■ **Working data**:
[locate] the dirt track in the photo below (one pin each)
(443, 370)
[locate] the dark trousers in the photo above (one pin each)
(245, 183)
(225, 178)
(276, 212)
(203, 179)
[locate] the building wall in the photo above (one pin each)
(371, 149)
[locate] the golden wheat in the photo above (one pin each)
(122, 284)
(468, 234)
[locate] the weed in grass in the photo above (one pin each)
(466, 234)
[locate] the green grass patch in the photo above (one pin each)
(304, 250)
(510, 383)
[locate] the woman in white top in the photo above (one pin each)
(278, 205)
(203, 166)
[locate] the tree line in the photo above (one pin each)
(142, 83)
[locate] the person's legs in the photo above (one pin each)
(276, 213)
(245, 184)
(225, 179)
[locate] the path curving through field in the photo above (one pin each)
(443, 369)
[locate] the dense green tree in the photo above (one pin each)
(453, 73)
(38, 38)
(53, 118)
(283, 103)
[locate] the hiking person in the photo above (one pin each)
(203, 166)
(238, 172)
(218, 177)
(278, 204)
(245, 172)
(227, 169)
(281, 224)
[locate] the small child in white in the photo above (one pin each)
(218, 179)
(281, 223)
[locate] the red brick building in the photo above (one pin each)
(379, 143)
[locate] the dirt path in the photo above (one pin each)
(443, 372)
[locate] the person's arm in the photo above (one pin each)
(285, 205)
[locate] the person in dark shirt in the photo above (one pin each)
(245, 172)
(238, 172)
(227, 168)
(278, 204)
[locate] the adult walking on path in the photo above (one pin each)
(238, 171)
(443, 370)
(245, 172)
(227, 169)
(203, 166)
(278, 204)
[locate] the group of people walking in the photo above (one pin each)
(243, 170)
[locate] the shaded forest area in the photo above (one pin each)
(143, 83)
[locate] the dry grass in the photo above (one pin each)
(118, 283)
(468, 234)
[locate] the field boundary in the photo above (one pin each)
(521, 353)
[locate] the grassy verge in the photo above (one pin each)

■ **Exercise task**: Copy exactly the lines from the one containing "[locate] the dark" through the last line of the records, both included, and nothing else.

■ **Response for this exercise**:
[locate] the dark trousers in the photo above (one pin each)
(245, 183)
(225, 178)
(276, 212)
(203, 179)
[locate] the building wall in the photo above (one pin each)
(371, 149)
[locate] the golden wheat in the photo above (one pin each)
(122, 284)
(468, 234)
[locate] the weed in grass in the photo above (one pin each)
(466, 234)
[locate] the green grass patch in the photo above (one pin each)
(304, 250)
(510, 383)
[locate] the woman in white top in the photo above (one pin each)
(278, 205)
(203, 166)
[locate] the tree line in the photo above (one pin each)
(142, 83)
[locate] the person's legs in the photo above (one pin each)
(276, 213)
(245, 184)
(225, 179)
[locate] the path curving through field in the photo above (one pin each)
(443, 369)
[locate] the dense green tree in the photo above (one pin each)
(453, 73)
(38, 38)
(53, 118)
(283, 103)
[locate] the hiking person in the photo above (one pin each)
(203, 166)
(238, 172)
(218, 177)
(278, 204)
(245, 172)
(227, 169)
(281, 224)
[locate] the small child in white in the photo above (one pin each)
(218, 179)
(281, 223)
[locate] the red brick building in the photo above (one pin each)
(379, 143)
[locate] the dirt path in the photo above (one pin each)
(443, 372)
[locate] the person's arm in the photo above (one pin each)
(285, 205)
[locate] the person in dark shirt in the photo above (one pin each)
(245, 172)
(238, 172)
(227, 168)
(278, 204)
[locate] the adult walking on path in the photo above (one pin each)
(238, 171)
(443, 370)
(245, 172)
(227, 169)
(203, 166)
(278, 204)
[locate] the group of people walking in the photo above (one pin each)
(243, 170)
[locate] the shaded forest area in the photo above (one pin each)
(143, 83)
[locate] the dry grass in the photo above (one pin each)
(118, 283)
(468, 234)
[locate] the field boundary in the photo above (one pin each)
(521, 353)
[locate] the grassy verge in the photo above (one pin each)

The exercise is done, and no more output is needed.